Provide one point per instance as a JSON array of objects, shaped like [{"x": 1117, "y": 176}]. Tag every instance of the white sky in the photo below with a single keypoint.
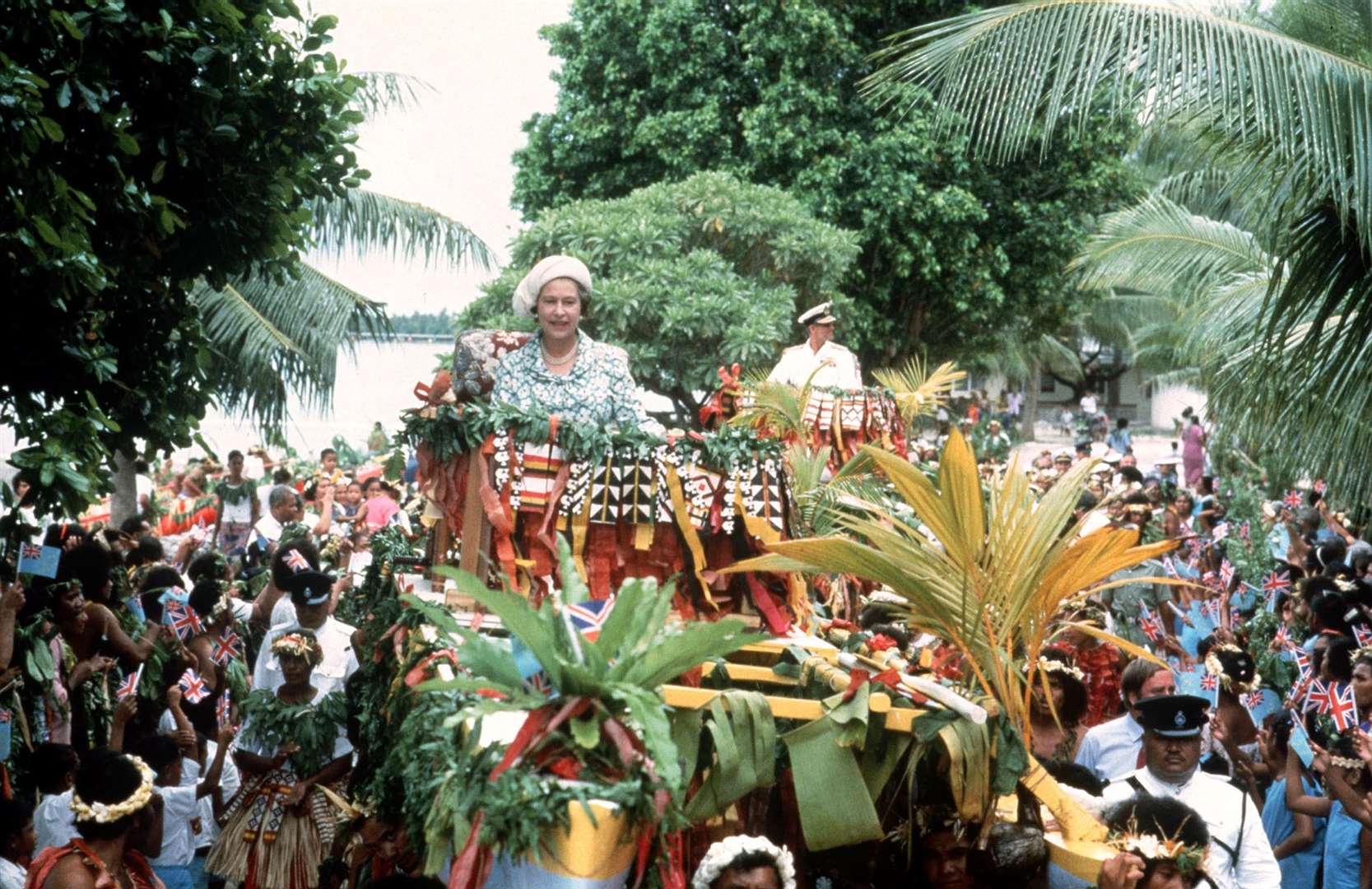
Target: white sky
[{"x": 490, "y": 72}]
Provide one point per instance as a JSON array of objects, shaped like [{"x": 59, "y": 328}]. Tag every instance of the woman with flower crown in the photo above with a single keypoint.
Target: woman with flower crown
[
  {"x": 291, "y": 745},
  {"x": 1057, "y": 728},
  {"x": 119, "y": 819},
  {"x": 1162, "y": 844}
]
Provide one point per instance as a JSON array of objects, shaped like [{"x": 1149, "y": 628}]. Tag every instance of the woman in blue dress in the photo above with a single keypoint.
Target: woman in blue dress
[
  {"x": 1297, "y": 839},
  {"x": 561, "y": 370}
]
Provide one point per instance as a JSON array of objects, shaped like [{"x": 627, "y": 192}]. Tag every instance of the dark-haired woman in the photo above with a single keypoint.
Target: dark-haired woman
[
  {"x": 119, "y": 815},
  {"x": 1162, "y": 845},
  {"x": 283, "y": 770},
  {"x": 1297, "y": 839},
  {"x": 1057, "y": 730}
]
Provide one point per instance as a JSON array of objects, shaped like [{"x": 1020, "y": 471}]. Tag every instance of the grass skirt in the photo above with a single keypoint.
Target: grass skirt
[{"x": 267, "y": 845}]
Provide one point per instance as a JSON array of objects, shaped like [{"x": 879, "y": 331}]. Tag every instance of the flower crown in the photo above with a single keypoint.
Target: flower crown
[
  {"x": 722, "y": 855},
  {"x": 1049, "y": 664},
  {"x": 298, "y": 645},
  {"x": 1188, "y": 859},
  {"x": 1228, "y": 683},
  {"x": 110, "y": 812}
]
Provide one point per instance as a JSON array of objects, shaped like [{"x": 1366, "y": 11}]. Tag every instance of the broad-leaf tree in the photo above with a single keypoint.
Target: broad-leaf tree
[
  {"x": 954, "y": 250},
  {"x": 688, "y": 277}
]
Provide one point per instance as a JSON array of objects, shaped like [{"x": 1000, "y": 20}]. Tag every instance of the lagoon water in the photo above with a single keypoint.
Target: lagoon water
[{"x": 374, "y": 383}]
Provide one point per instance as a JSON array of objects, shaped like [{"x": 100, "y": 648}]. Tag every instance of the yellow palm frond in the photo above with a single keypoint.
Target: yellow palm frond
[
  {"x": 919, "y": 393},
  {"x": 997, "y": 574}
]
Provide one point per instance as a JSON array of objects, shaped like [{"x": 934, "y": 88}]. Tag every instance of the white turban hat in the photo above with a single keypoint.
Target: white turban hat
[
  {"x": 551, "y": 268},
  {"x": 723, "y": 854}
]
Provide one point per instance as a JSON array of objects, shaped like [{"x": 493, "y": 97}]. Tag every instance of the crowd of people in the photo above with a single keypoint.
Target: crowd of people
[
  {"x": 137, "y": 767},
  {"x": 177, "y": 708}
]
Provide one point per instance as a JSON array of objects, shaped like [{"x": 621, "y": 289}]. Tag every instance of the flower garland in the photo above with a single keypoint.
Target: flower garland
[
  {"x": 1187, "y": 859},
  {"x": 726, "y": 851},
  {"x": 1215, "y": 668},
  {"x": 1049, "y": 664},
  {"x": 298, "y": 645},
  {"x": 110, "y": 812}
]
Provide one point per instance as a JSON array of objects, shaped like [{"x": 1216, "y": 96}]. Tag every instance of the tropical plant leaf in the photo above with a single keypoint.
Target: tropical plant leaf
[
  {"x": 365, "y": 224},
  {"x": 272, "y": 337},
  {"x": 919, "y": 393}
]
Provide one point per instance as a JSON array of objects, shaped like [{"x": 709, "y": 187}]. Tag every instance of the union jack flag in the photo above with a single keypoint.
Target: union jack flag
[
  {"x": 183, "y": 621},
  {"x": 590, "y": 617},
  {"x": 1318, "y": 697},
  {"x": 129, "y": 687},
  {"x": 1277, "y": 582},
  {"x": 1302, "y": 687},
  {"x": 226, "y": 648},
  {"x": 295, "y": 561},
  {"x": 1150, "y": 625},
  {"x": 1343, "y": 707},
  {"x": 1211, "y": 608},
  {"x": 193, "y": 689}
]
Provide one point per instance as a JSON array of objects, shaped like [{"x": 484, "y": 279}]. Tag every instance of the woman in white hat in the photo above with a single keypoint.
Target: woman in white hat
[{"x": 563, "y": 370}]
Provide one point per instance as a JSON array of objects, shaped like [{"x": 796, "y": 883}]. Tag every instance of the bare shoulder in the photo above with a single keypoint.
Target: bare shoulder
[{"x": 69, "y": 873}]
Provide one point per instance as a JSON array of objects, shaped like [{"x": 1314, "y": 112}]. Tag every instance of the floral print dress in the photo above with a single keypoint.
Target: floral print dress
[{"x": 598, "y": 389}]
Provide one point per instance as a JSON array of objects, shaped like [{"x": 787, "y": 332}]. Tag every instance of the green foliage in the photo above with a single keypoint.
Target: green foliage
[
  {"x": 954, "y": 251},
  {"x": 686, "y": 276},
  {"x": 142, "y": 148}
]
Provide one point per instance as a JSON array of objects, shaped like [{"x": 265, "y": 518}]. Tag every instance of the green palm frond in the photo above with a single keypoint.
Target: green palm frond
[
  {"x": 366, "y": 224},
  {"x": 272, "y": 339},
  {"x": 1157, "y": 246},
  {"x": 919, "y": 391},
  {"x": 1009, "y": 73},
  {"x": 387, "y": 91},
  {"x": 777, "y": 407}
]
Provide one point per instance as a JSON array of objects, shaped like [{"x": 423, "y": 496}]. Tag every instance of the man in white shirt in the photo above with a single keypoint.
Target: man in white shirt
[
  {"x": 820, "y": 360},
  {"x": 312, "y": 594},
  {"x": 280, "y": 510},
  {"x": 1239, "y": 854},
  {"x": 1116, "y": 747}
]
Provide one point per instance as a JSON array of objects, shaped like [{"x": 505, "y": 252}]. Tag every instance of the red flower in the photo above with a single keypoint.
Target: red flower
[
  {"x": 880, "y": 642},
  {"x": 565, "y": 767}
]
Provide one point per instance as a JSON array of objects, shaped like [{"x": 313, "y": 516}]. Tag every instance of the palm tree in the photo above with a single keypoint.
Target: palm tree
[
  {"x": 272, "y": 337},
  {"x": 1281, "y": 100}
]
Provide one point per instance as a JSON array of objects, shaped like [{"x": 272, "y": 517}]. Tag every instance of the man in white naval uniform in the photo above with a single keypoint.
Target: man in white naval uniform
[
  {"x": 1239, "y": 856},
  {"x": 818, "y": 360}
]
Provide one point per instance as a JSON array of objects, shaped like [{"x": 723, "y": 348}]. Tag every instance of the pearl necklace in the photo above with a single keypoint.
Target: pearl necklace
[{"x": 557, "y": 362}]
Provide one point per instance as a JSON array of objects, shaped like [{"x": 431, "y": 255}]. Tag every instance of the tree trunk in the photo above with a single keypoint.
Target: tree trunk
[
  {"x": 1030, "y": 409},
  {"x": 123, "y": 501}
]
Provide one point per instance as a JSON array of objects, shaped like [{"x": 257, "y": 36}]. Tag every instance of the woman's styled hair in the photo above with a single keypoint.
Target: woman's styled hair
[
  {"x": 1073, "y": 691},
  {"x": 111, "y": 778}
]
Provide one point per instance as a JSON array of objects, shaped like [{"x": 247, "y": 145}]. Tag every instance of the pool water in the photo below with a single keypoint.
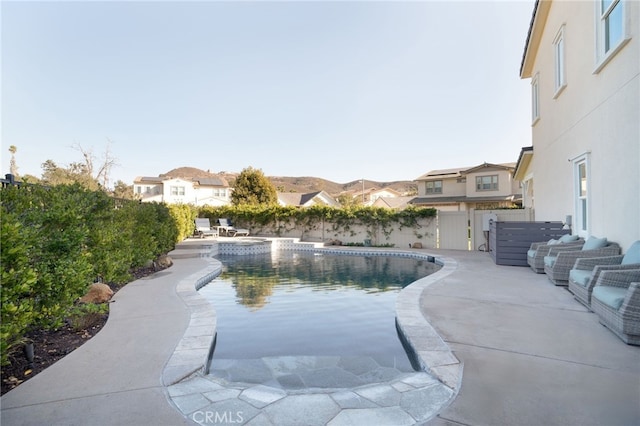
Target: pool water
[{"x": 306, "y": 304}]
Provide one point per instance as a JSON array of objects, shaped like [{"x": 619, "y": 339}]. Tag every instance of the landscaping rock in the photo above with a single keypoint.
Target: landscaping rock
[
  {"x": 98, "y": 293},
  {"x": 164, "y": 261}
]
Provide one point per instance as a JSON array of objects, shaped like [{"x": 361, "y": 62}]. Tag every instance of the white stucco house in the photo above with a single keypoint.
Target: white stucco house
[
  {"x": 173, "y": 188},
  {"x": 486, "y": 186},
  {"x": 583, "y": 61}
]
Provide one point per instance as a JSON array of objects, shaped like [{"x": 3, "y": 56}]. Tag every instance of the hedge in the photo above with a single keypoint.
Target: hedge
[{"x": 56, "y": 241}]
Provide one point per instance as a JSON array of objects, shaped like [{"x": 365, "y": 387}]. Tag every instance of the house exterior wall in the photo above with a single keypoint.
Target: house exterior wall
[
  {"x": 506, "y": 184},
  {"x": 176, "y": 190},
  {"x": 595, "y": 117}
]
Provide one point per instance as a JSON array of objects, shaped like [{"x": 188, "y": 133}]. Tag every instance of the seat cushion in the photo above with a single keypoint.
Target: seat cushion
[
  {"x": 580, "y": 276},
  {"x": 594, "y": 243},
  {"x": 568, "y": 238},
  {"x": 632, "y": 255},
  {"x": 610, "y": 296}
]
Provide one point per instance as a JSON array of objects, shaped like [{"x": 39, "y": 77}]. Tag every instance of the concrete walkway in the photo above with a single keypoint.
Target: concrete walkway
[{"x": 532, "y": 355}]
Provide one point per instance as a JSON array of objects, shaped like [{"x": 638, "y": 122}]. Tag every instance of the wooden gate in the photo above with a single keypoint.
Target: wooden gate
[
  {"x": 463, "y": 230},
  {"x": 453, "y": 230}
]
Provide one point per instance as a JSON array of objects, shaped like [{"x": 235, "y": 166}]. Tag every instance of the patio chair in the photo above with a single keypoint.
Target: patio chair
[
  {"x": 559, "y": 262},
  {"x": 616, "y": 301},
  {"x": 204, "y": 228},
  {"x": 225, "y": 227},
  {"x": 585, "y": 272},
  {"x": 537, "y": 251}
]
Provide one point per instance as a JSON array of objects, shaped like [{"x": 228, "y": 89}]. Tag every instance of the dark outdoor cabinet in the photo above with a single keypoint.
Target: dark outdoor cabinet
[{"x": 510, "y": 241}]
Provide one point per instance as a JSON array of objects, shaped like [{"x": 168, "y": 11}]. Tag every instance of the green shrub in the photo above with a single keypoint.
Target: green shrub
[
  {"x": 18, "y": 281},
  {"x": 57, "y": 240}
]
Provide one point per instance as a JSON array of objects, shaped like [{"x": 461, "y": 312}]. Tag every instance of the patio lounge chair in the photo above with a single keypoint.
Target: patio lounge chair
[
  {"x": 225, "y": 227},
  {"x": 204, "y": 228},
  {"x": 559, "y": 262},
  {"x": 585, "y": 272},
  {"x": 616, "y": 301},
  {"x": 537, "y": 251}
]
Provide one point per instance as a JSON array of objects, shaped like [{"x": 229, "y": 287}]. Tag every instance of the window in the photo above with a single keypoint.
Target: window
[
  {"x": 487, "y": 183},
  {"x": 558, "y": 53},
  {"x": 609, "y": 30},
  {"x": 434, "y": 187},
  {"x": 535, "y": 97},
  {"x": 611, "y": 20},
  {"x": 177, "y": 190},
  {"x": 581, "y": 190}
]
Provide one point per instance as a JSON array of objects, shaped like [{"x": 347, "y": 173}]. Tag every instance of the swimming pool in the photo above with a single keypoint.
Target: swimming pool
[{"x": 311, "y": 304}]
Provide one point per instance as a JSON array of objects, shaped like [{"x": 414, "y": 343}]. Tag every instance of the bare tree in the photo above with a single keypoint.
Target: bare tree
[
  {"x": 102, "y": 174},
  {"x": 13, "y": 168}
]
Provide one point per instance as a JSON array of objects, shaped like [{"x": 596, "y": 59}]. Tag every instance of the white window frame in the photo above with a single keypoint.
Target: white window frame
[
  {"x": 434, "y": 189},
  {"x": 605, "y": 53},
  {"x": 560, "y": 80},
  {"x": 493, "y": 184},
  {"x": 581, "y": 192},
  {"x": 535, "y": 99},
  {"x": 177, "y": 191}
]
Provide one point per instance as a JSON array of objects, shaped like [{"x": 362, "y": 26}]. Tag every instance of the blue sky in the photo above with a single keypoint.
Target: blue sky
[{"x": 341, "y": 90}]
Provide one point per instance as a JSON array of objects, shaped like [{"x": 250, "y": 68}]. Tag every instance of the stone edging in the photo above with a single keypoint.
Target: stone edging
[
  {"x": 192, "y": 351},
  {"x": 432, "y": 353}
]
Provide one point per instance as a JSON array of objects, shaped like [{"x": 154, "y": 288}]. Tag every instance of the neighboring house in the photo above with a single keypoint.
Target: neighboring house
[
  {"x": 583, "y": 59},
  {"x": 369, "y": 196},
  {"x": 524, "y": 175},
  {"x": 199, "y": 191},
  {"x": 319, "y": 198},
  {"x": 487, "y": 186},
  {"x": 395, "y": 203}
]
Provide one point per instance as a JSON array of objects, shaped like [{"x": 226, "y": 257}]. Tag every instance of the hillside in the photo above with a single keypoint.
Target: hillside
[
  {"x": 303, "y": 184},
  {"x": 311, "y": 184}
]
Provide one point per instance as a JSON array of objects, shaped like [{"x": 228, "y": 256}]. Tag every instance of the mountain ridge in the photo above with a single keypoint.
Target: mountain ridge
[{"x": 304, "y": 184}]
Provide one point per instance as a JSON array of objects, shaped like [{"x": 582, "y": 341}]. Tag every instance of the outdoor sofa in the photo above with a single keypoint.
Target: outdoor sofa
[
  {"x": 537, "y": 251},
  {"x": 226, "y": 228},
  {"x": 559, "y": 262},
  {"x": 586, "y": 271},
  {"x": 204, "y": 228},
  {"x": 616, "y": 301}
]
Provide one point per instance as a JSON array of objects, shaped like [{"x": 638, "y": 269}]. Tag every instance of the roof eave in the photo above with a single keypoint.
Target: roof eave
[{"x": 538, "y": 20}]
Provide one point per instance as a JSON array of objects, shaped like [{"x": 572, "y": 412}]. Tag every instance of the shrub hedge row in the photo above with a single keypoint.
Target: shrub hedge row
[{"x": 56, "y": 241}]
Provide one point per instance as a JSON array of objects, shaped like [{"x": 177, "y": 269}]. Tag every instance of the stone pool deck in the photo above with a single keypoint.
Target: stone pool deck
[{"x": 501, "y": 345}]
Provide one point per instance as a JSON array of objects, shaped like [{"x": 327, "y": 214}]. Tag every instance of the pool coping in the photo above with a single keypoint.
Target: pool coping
[{"x": 193, "y": 353}]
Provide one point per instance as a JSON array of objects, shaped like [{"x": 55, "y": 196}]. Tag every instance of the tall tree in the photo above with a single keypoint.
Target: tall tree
[
  {"x": 13, "y": 168},
  {"x": 252, "y": 187},
  {"x": 122, "y": 190}
]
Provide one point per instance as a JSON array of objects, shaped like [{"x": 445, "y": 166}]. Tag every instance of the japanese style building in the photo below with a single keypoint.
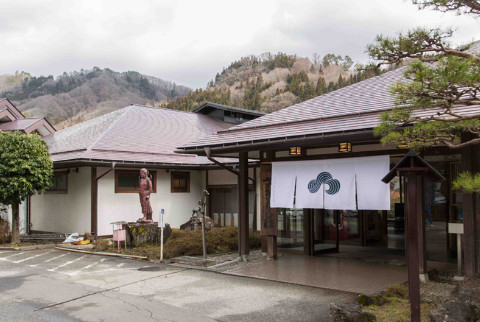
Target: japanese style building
[
  {"x": 328, "y": 131},
  {"x": 97, "y": 165}
]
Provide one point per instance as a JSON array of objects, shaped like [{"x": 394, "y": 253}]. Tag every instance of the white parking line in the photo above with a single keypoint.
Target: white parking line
[
  {"x": 26, "y": 259},
  {"x": 66, "y": 264},
  {"x": 54, "y": 258}
]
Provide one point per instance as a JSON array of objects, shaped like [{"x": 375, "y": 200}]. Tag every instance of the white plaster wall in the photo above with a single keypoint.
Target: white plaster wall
[
  {"x": 65, "y": 213},
  {"x": 258, "y": 189},
  {"x": 126, "y": 206}
]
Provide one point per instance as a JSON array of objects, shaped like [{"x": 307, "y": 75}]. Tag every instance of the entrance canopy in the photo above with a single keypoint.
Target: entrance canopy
[{"x": 347, "y": 184}]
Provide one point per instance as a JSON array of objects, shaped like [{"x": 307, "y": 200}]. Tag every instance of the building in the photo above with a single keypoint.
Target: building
[
  {"x": 338, "y": 127},
  {"x": 11, "y": 119},
  {"x": 97, "y": 167}
]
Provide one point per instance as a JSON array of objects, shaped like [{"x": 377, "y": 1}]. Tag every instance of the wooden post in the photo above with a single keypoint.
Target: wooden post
[
  {"x": 15, "y": 224},
  {"x": 412, "y": 237},
  {"x": 412, "y": 166},
  {"x": 243, "y": 205},
  {"x": 94, "y": 200}
]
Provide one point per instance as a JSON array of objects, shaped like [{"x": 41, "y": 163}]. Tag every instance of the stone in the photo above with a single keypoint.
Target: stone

■ ■ ■ ■ ■

Task brief
Look through the entries above, and wherever a line holds the word "below", copy it.

Exercise result
Provide one point per instance as a JSON array of objects, shaped like [{"x": 1117, "y": 176}]. Tag every instance of the white sky in the photo below with a single keypoint.
Provide one point per instance as a JSON array of objects, shaped like [{"x": 247, "y": 145}]. Tag every instance of the pool water in the photo below with a single keypoint.
Provide one point per instance as a JSON array of objects, shaped like [{"x": 445, "y": 166}]. Tag every instance of the japanese style building in the photo below with a single keypoint.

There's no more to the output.